Collect every line below that contains the string "strap", matching case exactly.

## Begin Exercise data

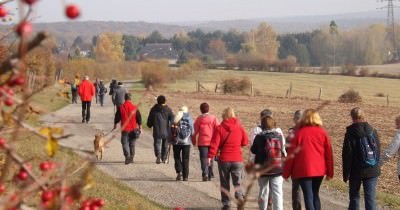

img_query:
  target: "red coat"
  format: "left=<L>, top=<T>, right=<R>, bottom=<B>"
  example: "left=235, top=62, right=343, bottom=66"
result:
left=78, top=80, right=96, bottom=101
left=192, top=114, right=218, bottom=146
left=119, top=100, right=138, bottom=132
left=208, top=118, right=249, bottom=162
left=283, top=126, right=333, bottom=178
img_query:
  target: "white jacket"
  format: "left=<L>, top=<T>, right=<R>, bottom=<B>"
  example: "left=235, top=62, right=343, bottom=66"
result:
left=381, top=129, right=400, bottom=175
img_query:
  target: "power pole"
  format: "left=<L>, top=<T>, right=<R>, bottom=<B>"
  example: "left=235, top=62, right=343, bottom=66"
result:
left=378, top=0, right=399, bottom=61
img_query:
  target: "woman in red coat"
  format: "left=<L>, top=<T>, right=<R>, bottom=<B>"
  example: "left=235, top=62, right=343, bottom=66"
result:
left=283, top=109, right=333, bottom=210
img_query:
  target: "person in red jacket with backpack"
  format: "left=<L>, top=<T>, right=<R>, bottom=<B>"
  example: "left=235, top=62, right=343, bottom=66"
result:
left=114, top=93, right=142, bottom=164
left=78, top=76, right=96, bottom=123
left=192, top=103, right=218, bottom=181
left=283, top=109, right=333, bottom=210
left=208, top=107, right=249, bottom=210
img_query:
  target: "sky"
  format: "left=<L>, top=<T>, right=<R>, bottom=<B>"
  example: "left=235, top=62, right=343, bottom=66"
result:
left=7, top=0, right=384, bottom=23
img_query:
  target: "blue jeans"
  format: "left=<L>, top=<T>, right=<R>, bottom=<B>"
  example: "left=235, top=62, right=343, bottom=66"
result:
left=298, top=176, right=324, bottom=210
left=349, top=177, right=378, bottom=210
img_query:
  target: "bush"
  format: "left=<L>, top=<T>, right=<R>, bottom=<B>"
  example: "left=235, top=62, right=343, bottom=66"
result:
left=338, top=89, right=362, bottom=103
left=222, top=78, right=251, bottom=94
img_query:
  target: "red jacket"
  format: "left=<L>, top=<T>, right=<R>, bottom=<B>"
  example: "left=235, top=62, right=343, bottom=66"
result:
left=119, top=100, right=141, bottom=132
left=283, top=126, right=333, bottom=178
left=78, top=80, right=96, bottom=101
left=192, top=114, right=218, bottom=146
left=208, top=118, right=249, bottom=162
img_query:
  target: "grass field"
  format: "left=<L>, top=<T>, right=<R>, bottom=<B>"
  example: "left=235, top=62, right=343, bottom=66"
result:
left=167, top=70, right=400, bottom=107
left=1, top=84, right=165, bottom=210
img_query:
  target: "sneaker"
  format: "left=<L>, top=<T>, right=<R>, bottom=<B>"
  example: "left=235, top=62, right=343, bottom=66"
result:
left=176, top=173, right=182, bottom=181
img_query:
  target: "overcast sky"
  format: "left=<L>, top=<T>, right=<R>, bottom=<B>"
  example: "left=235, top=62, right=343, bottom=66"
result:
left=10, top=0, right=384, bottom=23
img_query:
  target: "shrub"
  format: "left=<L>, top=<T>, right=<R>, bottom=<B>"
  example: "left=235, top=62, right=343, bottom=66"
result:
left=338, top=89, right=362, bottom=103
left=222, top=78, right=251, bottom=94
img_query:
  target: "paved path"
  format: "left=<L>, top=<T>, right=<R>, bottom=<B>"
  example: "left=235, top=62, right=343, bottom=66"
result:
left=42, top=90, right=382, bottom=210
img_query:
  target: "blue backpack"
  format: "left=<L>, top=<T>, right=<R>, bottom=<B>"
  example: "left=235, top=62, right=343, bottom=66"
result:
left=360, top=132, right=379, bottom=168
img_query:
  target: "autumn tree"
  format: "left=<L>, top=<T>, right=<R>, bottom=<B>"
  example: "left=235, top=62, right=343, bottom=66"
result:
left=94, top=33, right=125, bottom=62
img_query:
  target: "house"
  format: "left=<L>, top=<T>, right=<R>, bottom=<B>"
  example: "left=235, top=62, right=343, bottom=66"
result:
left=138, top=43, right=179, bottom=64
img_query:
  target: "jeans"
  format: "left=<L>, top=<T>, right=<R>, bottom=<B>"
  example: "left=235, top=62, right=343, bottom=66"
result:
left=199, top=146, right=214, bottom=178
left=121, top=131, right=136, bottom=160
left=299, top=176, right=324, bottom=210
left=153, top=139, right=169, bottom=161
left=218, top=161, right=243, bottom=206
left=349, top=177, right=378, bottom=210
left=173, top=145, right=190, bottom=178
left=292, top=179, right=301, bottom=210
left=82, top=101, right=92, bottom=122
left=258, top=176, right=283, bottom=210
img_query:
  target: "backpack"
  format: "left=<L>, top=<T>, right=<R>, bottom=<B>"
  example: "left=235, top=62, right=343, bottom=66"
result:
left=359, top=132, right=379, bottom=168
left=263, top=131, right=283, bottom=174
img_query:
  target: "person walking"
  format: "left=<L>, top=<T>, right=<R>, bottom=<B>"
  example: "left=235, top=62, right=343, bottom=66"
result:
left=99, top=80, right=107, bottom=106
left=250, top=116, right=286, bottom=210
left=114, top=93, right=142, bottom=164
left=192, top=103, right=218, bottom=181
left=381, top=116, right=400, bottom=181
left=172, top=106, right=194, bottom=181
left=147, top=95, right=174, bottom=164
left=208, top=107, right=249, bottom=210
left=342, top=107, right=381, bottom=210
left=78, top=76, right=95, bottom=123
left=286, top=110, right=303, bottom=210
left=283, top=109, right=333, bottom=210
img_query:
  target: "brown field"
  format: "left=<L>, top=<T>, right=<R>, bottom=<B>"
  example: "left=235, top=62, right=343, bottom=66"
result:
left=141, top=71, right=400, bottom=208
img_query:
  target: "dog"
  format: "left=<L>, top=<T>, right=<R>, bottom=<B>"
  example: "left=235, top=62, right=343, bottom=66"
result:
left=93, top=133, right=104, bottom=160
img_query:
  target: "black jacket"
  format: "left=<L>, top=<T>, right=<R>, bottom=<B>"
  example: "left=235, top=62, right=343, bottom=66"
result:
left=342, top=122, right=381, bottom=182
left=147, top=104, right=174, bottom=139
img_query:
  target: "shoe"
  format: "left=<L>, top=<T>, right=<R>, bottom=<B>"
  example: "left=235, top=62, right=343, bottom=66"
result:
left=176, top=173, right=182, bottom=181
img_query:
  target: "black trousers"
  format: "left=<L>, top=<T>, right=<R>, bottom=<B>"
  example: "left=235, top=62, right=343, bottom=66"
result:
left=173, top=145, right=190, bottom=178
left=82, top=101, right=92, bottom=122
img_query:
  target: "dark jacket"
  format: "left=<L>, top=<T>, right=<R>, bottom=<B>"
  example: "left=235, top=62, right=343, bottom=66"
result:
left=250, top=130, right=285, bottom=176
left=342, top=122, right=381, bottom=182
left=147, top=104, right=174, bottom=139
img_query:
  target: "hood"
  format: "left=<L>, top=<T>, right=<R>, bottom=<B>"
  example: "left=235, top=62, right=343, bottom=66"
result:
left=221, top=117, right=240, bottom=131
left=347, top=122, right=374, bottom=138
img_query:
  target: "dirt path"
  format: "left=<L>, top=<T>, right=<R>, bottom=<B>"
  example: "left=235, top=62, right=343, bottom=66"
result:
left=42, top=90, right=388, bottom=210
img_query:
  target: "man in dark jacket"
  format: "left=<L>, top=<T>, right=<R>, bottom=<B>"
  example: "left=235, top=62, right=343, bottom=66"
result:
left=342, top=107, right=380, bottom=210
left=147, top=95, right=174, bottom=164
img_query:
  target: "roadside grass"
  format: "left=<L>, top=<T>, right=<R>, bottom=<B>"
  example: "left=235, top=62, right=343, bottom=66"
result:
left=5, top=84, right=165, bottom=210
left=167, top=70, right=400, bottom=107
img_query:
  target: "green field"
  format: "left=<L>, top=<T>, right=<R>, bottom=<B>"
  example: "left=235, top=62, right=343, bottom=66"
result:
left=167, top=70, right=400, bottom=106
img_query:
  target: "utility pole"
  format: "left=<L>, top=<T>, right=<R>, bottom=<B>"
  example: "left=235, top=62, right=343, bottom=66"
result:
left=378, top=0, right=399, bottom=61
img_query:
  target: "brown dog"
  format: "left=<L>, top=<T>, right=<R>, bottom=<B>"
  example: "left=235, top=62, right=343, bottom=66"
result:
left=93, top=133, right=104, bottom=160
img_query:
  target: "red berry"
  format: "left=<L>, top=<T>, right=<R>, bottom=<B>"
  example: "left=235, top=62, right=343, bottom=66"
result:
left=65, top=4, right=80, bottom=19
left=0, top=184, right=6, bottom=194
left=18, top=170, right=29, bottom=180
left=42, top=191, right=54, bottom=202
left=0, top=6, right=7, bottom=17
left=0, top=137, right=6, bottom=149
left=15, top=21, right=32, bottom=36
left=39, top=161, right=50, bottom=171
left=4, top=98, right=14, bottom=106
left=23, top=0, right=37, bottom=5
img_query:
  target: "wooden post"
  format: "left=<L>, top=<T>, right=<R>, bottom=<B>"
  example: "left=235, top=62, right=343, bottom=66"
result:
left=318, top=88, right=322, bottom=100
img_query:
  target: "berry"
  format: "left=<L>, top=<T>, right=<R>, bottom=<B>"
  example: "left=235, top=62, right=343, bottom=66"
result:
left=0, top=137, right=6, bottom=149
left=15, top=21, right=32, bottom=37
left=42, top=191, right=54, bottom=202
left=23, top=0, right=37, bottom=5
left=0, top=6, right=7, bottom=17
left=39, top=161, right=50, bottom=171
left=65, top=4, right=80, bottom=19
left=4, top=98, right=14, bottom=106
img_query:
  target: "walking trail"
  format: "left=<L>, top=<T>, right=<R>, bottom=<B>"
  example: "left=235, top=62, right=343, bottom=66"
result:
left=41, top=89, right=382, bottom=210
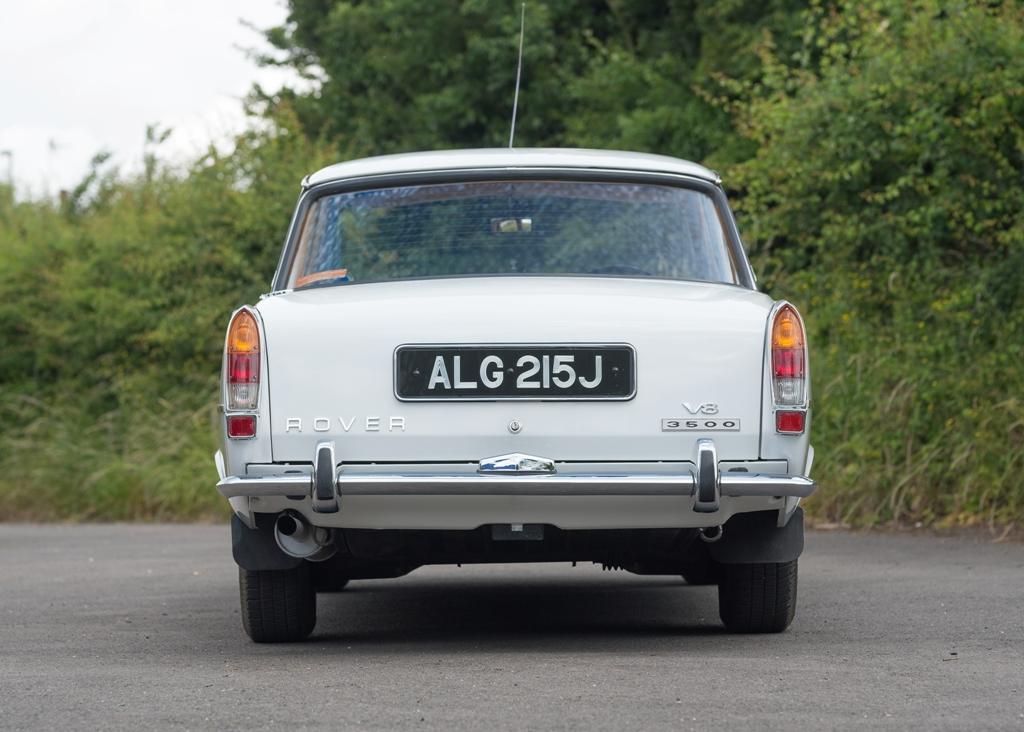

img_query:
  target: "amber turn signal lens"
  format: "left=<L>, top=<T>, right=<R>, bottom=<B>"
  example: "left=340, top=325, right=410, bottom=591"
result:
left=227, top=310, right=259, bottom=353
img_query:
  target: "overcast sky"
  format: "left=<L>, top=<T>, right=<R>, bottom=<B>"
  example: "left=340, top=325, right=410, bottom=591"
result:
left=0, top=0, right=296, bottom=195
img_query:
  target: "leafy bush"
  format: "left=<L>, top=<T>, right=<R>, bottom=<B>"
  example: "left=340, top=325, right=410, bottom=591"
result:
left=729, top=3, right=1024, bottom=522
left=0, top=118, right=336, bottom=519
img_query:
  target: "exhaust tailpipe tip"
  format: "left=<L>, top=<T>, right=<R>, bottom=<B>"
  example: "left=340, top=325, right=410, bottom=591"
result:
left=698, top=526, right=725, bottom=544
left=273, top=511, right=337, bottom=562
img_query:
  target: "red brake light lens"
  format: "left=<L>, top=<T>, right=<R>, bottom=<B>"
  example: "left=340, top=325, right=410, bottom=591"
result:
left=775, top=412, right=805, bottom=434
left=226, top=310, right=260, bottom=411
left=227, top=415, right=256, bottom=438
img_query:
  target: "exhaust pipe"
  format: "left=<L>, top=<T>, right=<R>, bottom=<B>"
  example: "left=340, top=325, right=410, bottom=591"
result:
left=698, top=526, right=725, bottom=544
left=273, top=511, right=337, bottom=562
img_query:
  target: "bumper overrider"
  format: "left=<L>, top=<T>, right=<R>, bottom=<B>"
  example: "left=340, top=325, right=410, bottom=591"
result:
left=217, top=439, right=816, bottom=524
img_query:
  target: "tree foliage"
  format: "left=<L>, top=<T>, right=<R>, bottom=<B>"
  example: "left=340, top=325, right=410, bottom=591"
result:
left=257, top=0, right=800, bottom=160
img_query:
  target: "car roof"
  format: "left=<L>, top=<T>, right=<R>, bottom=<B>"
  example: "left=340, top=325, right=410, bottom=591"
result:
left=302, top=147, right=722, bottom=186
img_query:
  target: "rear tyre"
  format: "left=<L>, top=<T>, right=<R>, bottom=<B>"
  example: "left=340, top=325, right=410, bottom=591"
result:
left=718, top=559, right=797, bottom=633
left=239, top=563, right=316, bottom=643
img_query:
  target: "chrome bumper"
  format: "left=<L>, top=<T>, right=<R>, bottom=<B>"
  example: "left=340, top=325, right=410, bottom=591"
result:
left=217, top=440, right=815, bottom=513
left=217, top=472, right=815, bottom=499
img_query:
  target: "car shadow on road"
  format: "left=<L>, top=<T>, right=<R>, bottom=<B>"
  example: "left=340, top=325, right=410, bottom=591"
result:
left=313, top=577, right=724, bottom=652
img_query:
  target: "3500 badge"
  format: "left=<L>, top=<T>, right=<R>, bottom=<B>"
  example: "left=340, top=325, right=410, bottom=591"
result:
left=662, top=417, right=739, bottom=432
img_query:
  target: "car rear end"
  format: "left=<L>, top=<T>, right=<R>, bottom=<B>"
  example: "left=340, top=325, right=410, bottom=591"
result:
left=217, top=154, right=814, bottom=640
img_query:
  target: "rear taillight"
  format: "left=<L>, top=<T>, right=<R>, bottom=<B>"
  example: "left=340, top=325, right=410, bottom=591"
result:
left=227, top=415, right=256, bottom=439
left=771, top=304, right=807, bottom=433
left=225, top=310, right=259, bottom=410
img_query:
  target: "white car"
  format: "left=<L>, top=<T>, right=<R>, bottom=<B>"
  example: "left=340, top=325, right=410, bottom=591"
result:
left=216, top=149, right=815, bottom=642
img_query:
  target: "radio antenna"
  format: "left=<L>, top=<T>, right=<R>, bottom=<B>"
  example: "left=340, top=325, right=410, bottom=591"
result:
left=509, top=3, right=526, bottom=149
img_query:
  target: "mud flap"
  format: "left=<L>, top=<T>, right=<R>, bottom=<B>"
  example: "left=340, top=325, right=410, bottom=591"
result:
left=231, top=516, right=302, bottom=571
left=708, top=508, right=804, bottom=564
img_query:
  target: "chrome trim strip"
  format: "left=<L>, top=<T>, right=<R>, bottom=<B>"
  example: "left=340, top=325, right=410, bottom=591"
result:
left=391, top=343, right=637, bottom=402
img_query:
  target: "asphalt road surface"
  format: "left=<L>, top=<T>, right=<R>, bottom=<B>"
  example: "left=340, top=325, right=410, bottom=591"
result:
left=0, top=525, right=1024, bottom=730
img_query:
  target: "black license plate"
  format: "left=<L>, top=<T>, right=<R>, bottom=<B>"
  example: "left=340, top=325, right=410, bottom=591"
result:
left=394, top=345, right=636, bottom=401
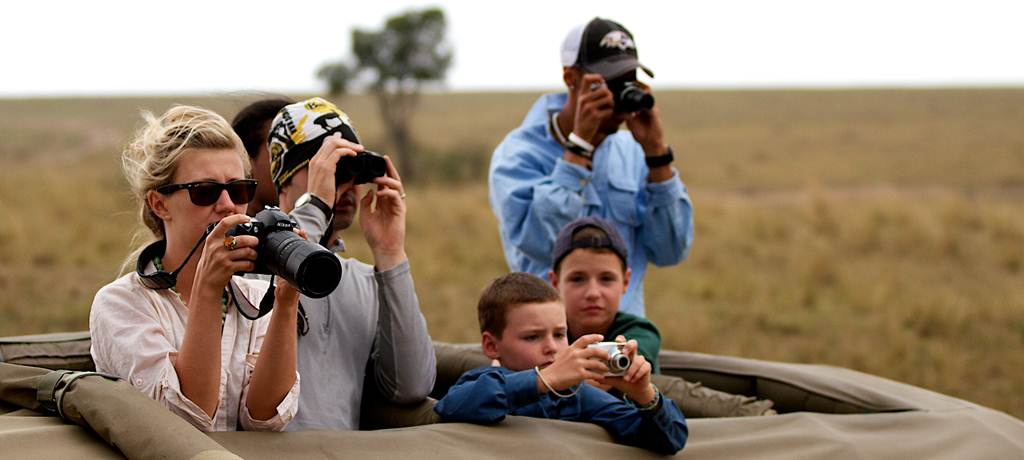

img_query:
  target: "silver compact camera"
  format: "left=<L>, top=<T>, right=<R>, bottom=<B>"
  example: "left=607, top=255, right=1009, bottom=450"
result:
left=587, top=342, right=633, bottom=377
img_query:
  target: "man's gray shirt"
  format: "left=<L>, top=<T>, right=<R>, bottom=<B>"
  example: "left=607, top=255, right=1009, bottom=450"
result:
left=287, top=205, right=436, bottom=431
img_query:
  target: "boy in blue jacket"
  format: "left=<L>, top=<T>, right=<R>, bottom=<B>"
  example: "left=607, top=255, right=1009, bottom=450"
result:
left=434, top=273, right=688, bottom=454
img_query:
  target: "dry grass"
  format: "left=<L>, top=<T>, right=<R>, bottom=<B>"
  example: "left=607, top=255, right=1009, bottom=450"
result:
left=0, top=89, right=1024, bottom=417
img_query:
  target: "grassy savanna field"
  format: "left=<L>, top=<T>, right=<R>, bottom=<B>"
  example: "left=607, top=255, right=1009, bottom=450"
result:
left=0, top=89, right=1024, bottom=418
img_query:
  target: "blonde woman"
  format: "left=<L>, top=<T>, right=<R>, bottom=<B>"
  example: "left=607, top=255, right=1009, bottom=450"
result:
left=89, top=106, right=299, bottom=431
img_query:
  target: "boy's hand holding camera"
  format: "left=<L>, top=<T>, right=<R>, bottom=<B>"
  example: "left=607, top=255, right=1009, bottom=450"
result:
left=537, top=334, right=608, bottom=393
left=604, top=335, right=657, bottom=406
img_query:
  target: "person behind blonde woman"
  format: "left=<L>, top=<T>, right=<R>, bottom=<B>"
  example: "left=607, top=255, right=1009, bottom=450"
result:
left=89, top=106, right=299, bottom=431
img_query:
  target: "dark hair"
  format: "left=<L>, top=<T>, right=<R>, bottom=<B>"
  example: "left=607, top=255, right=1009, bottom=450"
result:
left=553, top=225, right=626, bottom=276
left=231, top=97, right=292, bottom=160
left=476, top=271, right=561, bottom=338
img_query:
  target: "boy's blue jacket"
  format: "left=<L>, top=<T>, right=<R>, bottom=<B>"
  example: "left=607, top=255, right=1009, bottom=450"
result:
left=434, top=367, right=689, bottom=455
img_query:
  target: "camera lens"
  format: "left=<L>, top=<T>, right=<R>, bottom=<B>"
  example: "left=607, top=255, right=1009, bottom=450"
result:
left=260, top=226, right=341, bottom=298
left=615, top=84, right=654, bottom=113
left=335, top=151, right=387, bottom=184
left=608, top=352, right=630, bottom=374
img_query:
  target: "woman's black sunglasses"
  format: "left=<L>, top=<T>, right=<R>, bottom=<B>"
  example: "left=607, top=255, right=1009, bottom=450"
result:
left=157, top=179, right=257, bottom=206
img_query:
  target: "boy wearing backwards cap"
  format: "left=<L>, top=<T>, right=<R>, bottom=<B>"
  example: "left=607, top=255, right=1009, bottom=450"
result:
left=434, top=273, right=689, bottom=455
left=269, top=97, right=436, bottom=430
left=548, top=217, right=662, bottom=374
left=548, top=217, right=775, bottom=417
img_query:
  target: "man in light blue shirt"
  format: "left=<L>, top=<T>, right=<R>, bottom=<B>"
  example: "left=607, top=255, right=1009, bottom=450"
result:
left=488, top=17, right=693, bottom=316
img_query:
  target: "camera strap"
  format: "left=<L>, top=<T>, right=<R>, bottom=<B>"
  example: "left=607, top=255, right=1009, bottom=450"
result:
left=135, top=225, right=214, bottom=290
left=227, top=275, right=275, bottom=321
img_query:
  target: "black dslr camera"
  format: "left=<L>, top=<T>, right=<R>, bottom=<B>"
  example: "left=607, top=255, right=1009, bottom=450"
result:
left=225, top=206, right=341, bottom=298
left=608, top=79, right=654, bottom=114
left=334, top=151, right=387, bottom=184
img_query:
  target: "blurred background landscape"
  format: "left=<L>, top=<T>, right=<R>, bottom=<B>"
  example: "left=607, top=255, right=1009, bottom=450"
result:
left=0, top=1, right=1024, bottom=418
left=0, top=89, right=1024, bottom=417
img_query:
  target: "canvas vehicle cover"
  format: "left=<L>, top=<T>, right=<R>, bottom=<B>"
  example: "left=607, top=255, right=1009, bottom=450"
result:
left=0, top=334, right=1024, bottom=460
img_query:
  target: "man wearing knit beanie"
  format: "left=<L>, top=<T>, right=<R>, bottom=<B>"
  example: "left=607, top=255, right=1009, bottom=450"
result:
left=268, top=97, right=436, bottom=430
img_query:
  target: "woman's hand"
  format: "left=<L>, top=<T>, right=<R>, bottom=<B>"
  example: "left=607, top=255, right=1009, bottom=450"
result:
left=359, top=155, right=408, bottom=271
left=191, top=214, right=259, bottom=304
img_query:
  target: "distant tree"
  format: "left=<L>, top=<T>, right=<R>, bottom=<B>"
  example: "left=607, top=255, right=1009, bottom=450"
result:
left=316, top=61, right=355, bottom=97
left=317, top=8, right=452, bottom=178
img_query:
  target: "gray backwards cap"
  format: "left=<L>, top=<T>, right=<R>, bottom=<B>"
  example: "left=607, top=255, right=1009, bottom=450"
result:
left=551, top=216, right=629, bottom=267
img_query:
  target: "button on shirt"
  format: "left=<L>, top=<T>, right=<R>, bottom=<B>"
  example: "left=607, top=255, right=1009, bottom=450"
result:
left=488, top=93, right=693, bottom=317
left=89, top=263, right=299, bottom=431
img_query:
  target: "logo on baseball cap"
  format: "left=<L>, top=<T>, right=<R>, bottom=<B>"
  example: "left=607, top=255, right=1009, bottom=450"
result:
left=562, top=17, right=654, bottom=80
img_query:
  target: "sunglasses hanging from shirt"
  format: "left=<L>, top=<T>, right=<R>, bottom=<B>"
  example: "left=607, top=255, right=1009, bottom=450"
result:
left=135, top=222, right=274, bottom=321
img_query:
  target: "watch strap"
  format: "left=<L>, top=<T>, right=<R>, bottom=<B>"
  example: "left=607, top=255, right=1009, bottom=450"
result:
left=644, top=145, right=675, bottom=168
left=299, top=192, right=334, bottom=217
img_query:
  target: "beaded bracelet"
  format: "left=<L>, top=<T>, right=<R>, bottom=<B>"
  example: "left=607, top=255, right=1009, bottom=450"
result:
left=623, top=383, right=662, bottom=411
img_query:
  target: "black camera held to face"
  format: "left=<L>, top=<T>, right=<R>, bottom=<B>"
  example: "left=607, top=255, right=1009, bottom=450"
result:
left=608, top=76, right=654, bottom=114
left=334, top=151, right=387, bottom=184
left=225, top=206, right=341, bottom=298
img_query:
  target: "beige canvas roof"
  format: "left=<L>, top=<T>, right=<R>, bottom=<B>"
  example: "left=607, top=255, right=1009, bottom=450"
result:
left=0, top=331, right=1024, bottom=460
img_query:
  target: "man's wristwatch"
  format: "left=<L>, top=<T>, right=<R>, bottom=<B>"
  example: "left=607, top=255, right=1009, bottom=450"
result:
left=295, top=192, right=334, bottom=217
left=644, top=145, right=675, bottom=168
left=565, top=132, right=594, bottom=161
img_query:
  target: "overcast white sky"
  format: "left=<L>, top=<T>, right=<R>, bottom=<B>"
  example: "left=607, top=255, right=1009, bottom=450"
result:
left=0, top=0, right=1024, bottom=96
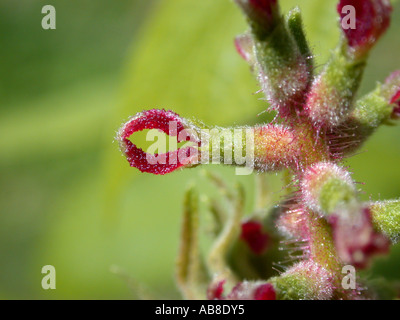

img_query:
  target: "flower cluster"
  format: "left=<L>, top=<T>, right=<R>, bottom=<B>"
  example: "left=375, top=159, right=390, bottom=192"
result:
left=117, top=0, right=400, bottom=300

## End Exercise data

**Output of the task**
  target: "camera strap"
  target: "watch strap"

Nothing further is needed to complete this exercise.